Task to complete:
Write out every one of the records below word for word, leaving out the pictures.

-------- Records for this task

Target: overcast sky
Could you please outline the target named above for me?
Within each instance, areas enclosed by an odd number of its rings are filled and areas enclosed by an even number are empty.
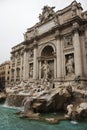
[[[11,48],[24,40],[23,33],[39,21],[44,5],[63,9],[73,0],[0,0],[0,64],[10,59]],[[77,0],[87,10],[87,0]]]

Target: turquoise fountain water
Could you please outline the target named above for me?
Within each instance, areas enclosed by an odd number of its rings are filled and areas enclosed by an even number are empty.
[[[0,130],[87,130],[87,120],[72,124],[61,121],[58,124],[47,124],[29,119],[21,119],[15,114],[18,110],[0,105]]]

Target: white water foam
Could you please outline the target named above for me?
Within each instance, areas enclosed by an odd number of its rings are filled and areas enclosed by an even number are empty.
[[[70,122],[71,122],[71,124],[74,124],[74,125],[78,124],[77,121],[70,121]]]

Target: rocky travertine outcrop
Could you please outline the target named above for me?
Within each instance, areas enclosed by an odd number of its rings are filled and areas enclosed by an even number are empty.
[[[0,102],[3,102],[5,99],[6,99],[6,93],[4,93],[4,92],[1,92],[0,93]]]
[[[55,87],[50,82],[22,82],[7,88],[7,94],[8,105],[24,106],[21,116],[38,118],[39,113],[67,110],[65,118],[73,119],[83,117],[87,112],[80,106],[87,101],[86,87],[80,83],[66,83]]]

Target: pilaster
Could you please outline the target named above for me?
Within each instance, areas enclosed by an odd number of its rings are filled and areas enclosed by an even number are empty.
[[[59,31],[55,33],[56,38],[56,55],[57,55],[57,78],[61,79],[62,71],[61,71],[61,38]]]
[[[75,58],[75,74],[76,76],[82,76],[82,55],[79,36],[79,24],[73,24],[73,46],[74,46],[74,58]]]

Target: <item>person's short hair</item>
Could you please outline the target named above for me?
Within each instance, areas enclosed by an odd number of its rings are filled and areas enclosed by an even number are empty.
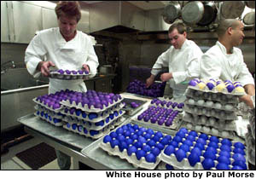
[[[174,22],[169,28],[168,33],[171,33],[174,29],[177,29],[179,34],[183,34],[187,32],[187,27],[183,22]]]
[[[218,37],[224,36],[226,31],[228,30],[228,28],[231,27],[232,29],[235,29],[238,26],[239,26],[238,20],[236,19],[222,20],[216,31]]]
[[[76,17],[77,22],[81,19],[81,8],[78,1],[60,1],[55,10],[58,19],[63,14],[68,17]]]

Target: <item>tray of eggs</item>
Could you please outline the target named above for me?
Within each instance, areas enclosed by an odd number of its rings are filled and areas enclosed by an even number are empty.
[[[150,124],[157,127],[172,130],[177,129],[180,124],[180,111],[161,107],[149,106],[147,110],[137,116],[137,121]]]
[[[181,128],[160,158],[179,170],[247,170],[246,150],[241,142]]]
[[[230,80],[201,80],[195,78],[189,83],[188,88],[202,92],[222,93],[233,95],[244,95],[246,94],[245,90],[240,82],[232,83]]]
[[[136,168],[154,170],[160,162],[159,154],[171,139],[170,135],[129,123],[106,135],[100,147]]]
[[[57,79],[66,79],[66,80],[73,80],[73,79],[84,79],[90,75],[89,72],[86,70],[50,70],[49,77],[51,78]]]

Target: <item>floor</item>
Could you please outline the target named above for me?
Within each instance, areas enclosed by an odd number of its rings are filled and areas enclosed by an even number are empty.
[[[33,146],[41,143],[42,141],[33,137],[9,148],[9,153],[1,155],[1,170],[32,170],[28,165],[15,157],[16,153],[25,151]],[[71,159],[71,170],[73,169],[73,159]],[[57,159],[45,165],[38,170],[60,170]]]

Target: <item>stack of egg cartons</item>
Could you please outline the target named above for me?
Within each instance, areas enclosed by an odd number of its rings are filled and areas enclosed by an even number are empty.
[[[160,169],[247,170],[245,146],[229,139],[181,128],[162,151]]]
[[[41,119],[47,121],[55,126],[63,125],[63,115],[61,112],[61,101],[62,98],[60,96],[60,92],[55,94],[40,95],[33,101],[37,103],[35,109],[36,116]]]
[[[239,82],[200,80],[189,82],[183,120],[193,130],[234,139],[238,97],[245,95]]]
[[[255,96],[254,96],[255,98]],[[250,111],[248,132],[246,134],[247,158],[249,163],[255,165],[255,107]]]
[[[69,92],[67,99],[61,101],[66,115],[63,128],[93,139],[110,131],[122,121],[123,98],[113,93],[88,90],[86,93]]]
[[[160,131],[127,124],[105,136],[100,147],[136,168],[154,170],[160,162],[160,153],[171,140],[171,136]]]

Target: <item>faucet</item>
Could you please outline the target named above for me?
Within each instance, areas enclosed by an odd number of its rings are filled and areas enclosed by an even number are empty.
[[[7,71],[8,68],[5,67],[5,66],[6,66],[7,64],[9,64],[9,63],[11,63],[11,68],[15,68],[15,67],[16,67],[16,66],[15,66],[15,61],[6,61],[6,62],[1,64],[1,74],[3,74],[3,73],[6,72],[6,71]]]

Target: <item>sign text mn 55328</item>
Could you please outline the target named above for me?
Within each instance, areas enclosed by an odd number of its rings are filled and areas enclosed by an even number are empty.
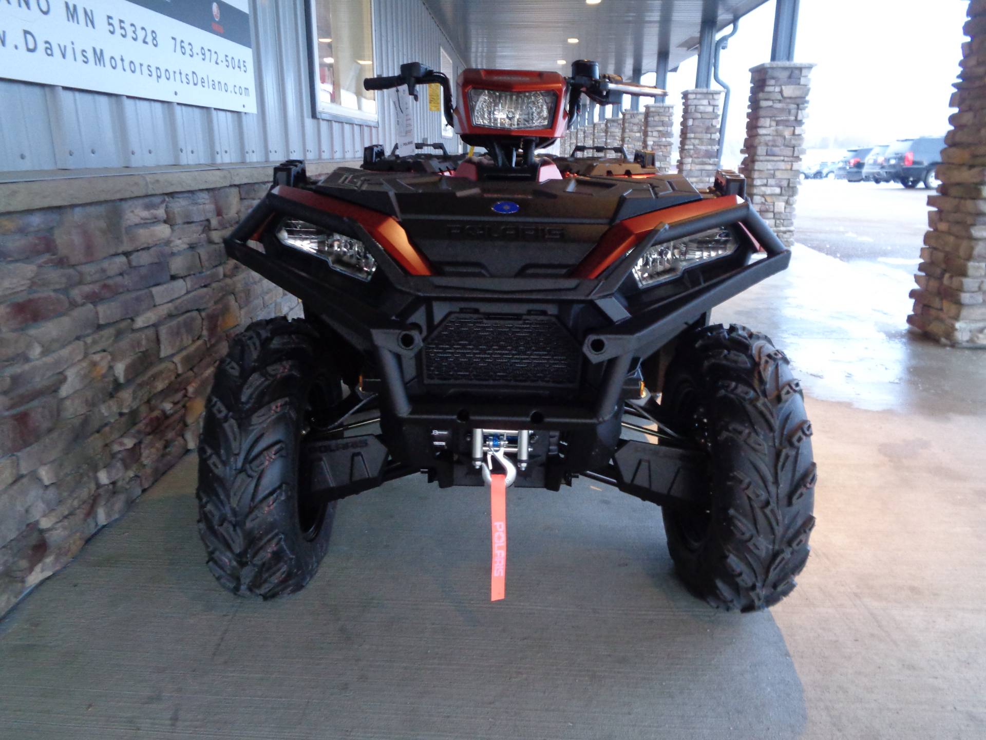
[[[256,112],[249,0],[0,0],[0,77]]]

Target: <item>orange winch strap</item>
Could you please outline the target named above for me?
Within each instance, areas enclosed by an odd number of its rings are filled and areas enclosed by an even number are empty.
[[[507,477],[504,475],[490,476],[490,523],[493,542],[490,601],[500,601],[507,580]]]

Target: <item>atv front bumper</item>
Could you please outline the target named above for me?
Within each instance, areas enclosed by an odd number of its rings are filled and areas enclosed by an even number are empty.
[[[566,475],[605,465],[619,441],[623,401],[639,395],[640,361],[716,305],[787,267],[791,257],[749,203],[732,198],[654,229],[649,243],[722,226],[748,238],[715,270],[653,291],[653,298],[628,302],[620,295],[638,248],[592,278],[415,275],[359,218],[303,202],[298,189],[273,188],[227,238],[229,256],[301,299],[308,318],[323,322],[366,359],[362,372],[379,384],[383,437],[402,463],[434,470],[436,433],[452,434],[447,449],[463,448],[473,428],[542,430],[545,439],[560,433],[565,465],[554,473],[531,466],[519,485],[557,487]],[[378,261],[377,274],[357,284],[319,269],[317,258],[274,236],[283,217],[362,240]],[[762,259],[751,261],[757,253]],[[512,337],[522,335],[518,347]],[[555,359],[537,359],[542,347]],[[559,365],[567,369],[554,373]],[[545,447],[545,460],[552,454]],[[478,474],[452,470],[438,474],[444,484],[481,484]]]

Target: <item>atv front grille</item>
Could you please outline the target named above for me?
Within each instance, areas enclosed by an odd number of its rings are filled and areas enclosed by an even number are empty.
[[[425,382],[574,388],[581,361],[553,316],[458,313],[425,343]]]

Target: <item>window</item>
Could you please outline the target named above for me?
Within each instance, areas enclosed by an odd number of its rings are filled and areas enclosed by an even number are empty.
[[[313,97],[318,117],[377,120],[372,0],[311,0]]]

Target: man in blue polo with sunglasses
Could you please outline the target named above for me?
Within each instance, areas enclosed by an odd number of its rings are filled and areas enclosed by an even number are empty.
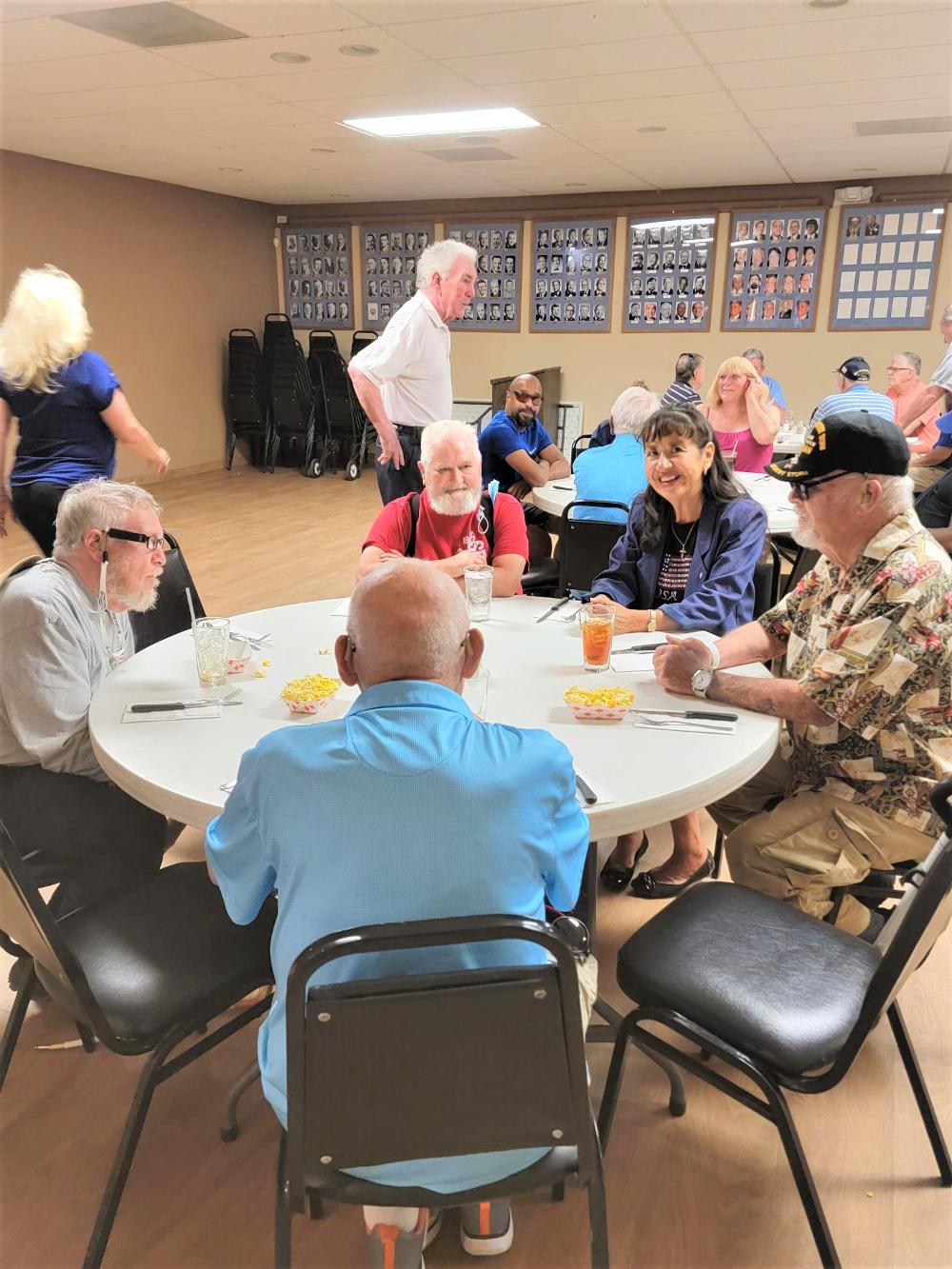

----------------

The reply:
Target: overcast sky
Could you please outline the target named above for me?
Within each instance, areas enclosed by an odd number of its rings are filled and areas enclosed by an even number are empty.
[[[11,48],[24,40],[23,33],[39,21],[44,5],[63,9],[73,0],[0,0],[0,64],[10,59]],[[77,0],[87,10],[87,0]]]

Target: turquoise fountain water
Could you please outline the target named above for me?
Within each instance, areas enclosed by an odd number of its rings are filled and areas enclosed by an even number are empty.
[[[0,130],[87,130],[87,120],[72,124],[61,121],[58,124],[47,124],[29,119],[21,119],[15,114],[18,110],[0,105]]]

Target: white water foam
Could you please outline the target named above for me?
Within each instance, areas enclosed by an odd number of its rings are filled and areas enclosed by an even number are empty.
[[[70,122],[71,122],[71,124],[74,124],[74,125],[78,124],[77,121],[70,121]]]

Target: rocky travertine outcrop
Could you please outline the target named above for me?
Within each instance, areas enclosed by an odd number of its rings are filled and areas enclosed by an even number are empty.
[[[0,102],[3,102],[5,99],[6,99],[6,93],[4,93],[4,92],[1,92],[0,93]]]
[[[55,87],[50,82],[22,82],[7,88],[7,94],[8,105],[24,106],[21,116],[38,118],[39,113],[67,110],[65,118],[73,119],[83,117],[87,112],[80,106],[87,101],[86,87],[80,83],[66,83]]]

Target: pilaster
Could you please outline the target named above for me?
Within each instance, areas enclosed by an odd number of its rings are filled and areas enclosed by an even number are empty.
[[[59,31],[55,33],[56,38],[56,55],[57,55],[57,78],[61,79],[62,71],[61,71],[61,38]]]
[[[75,58],[75,74],[76,76],[82,76],[82,55],[79,36],[79,24],[73,24],[73,46],[74,46],[74,58]]]

Target: <item>person's short hair</item>
Could you please outline the target named above for me?
Within each instance, areas enclosed by an odd number of its rings are filled and areas enclosed by an even number are empty.
[[[174,22],[169,28],[168,33],[171,33],[174,29],[177,29],[179,34],[183,34],[187,32],[187,27],[183,22]]]
[[[218,37],[224,36],[226,31],[228,30],[228,28],[231,27],[232,29],[235,29],[238,26],[239,26],[238,20],[236,19],[222,20],[216,31]]]
[[[76,17],[77,22],[81,19],[81,8],[78,1],[60,1],[55,10],[58,19],[63,14],[68,17]]]

Target: <item>tray of eggs</item>
Could you please outline the target named above for me?
Within each instance, areas enclosed by an odd number of its rings are filled and areas enclosed by an even number are empty.
[[[150,124],[157,127],[172,130],[177,129],[180,124],[180,111],[161,107],[149,106],[147,110],[137,116],[137,121]]]
[[[181,128],[160,158],[179,170],[247,170],[246,150],[241,142]]]
[[[230,80],[201,80],[195,78],[189,83],[188,88],[202,92],[222,93],[233,95],[244,95],[246,94],[245,90],[240,82],[232,83]]]
[[[136,168],[154,170],[160,162],[159,154],[171,139],[170,135],[129,123],[106,135],[100,147]]]
[[[57,79],[66,79],[66,80],[73,80],[73,79],[84,79],[90,75],[89,72],[86,70],[50,70],[49,77],[51,78]]]

Target: <item>floor</item>
Could you please outline the target named above for me?
Within each instance, areas enclosed by an odd number of its rings are filled and areas enclosed by an even number are empty.
[[[33,146],[41,143],[42,141],[33,137],[9,148],[9,153],[1,155],[1,170],[32,170],[28,165],[15,157],[16,153],[25,151]],[[71,159],[71,170],[73,169],[73,159]],[[57,159],[45,165],[38,170],[60,170]]]

Target: <item>stack of egg cartons</item>
Could you please outline the target named above for me?
Within each instance, areas enclosed by an odd number of its rings are filled and areas enclosed by an even number are empty.
[[[160,169],[247,170],[245,146],[229,139],[181,128],[162,151]]]
[[[41,119],[47,121],[55,126],[63,125],[63,115],[61,112],[61,101],[62,98],[60,96],[60,92],[55,94],[40,95],[33,101],[37,103],[35,109],[36,116]]]
[[[239,82],[200,80],[189,82],[183,120],[193,130],[234,139],[238,97],[245,95]]]
[[[255,96],[254,96],[255,98]],[[250,111],[248,132],[246,134],[247,158],[249,163],[255,165],[255,107]]]
[[[69,92],[67,99],[61,101],[66,115],[63,128],[93,139],[110,131],[122,121],[123,98],[113,93],[88,90],[86,93]]]
[[[160,131],[127,124],[105,136],[100,147],[136,168],[154,170],[160,162],[160,153],[171,140],[171,136]]]

Target: <item>faucet</item>
Could you please outline the target named above for me?
Within each instance, areas enclosed by an odd number of its rings are filled and areas enclosed by an even number are empty.
[[[7,71],[8,68],[5,67],[5,66],[6,66],[7,64],[9,64],[9,63],[11,63],[11,68],[15,68],[15,67],[16,67],[16,66],[15,66],[15,61],[6,61],[6,62],[1,64],[1,74],[3,74],[3,73],[6,72],[6,71]]]

Target: <item>sign text mn 55328</item>
Could you please outline the target named above for me?
Within each instance, areas enclosed by an odd number of its rings are filled and areas enclosed by an even number are empty.
[[[256,112],[249,0],[0,0],[0,77]]]

Target: <item>orange winch strap</item>
Could you please outline the target named above for me?
Within each instance, areas enclosed by an odd number of its rings are filled and areas enclosed by an even number are empty.
[[[507,477],[504,475],[490,476],[490,523],[493,542],[490,601],[500,601],[507,580]]]

Target: <item>atv front bumper</item>
Could you please outline the target named above for me?
Within each instance, areas enclosed by an odd number of its rings are filled and areas enclosed by an even number are empty.
[[[566,475],[605,465],[619,441],[623,401],[639,395],[640,361],[716,305],[787,267],[791,257],[749,203],[732,198],[654,229],[649,243],[722,226],[748,238],[715,270],[653,291],[653,298],[628,302],[620,295],[638,248],[592,278],[415,275],[359,218],[303,202],[298,189],[273,188],[227,238],[229,256],[301,299],[308,318],[323,322],[366,359],[362,372],[379,384],[383,437],[402,463],[434,470],[436,433],[452,434],[447,449],[463,448],[473,428],[542,430],[545,439],[560,433],[565,465],[554,473],[531,466],[519,485],[557,487]],[[378,261],[377,274],[357,284],[319,269],[317,258],[274,236],[283,217],[362,240]],[[762,259],[751,261],[757,253]],[[512,337],[522,335],[518,347]],[[555,359],[537,359],[542,347]],[[559,365],[567,369],[554,373]],[[545,447],[545,460],[552,454]],[[478,474],[452,470],[438,474],[444,484],[481,484]]]

Target: <item>atv front grille</item>
Could you please outline the target named above for me?
Within each instance, areas enclosed by an odd number of its rings are filled and areas enclosed by an even number are empty.
[[[425,382],[574,388],[581,361],[553,316],[458,313],[425,343]]]

Target: <item>window</item>
Could you please outline the target named above for me?
Within each instance, areas enclosed by an odd number of its rings are filled and areas enclosed by an even number are empty.
[[[313,97],[318,117],[377,120],[372,0],[311,0]]]

Target: man in blue polo with sunglasses
Could you please outline the target named above for me?
Within each instance, areas enclosed by an odd number of its rings are filled and areas enclosed by an even number are empty.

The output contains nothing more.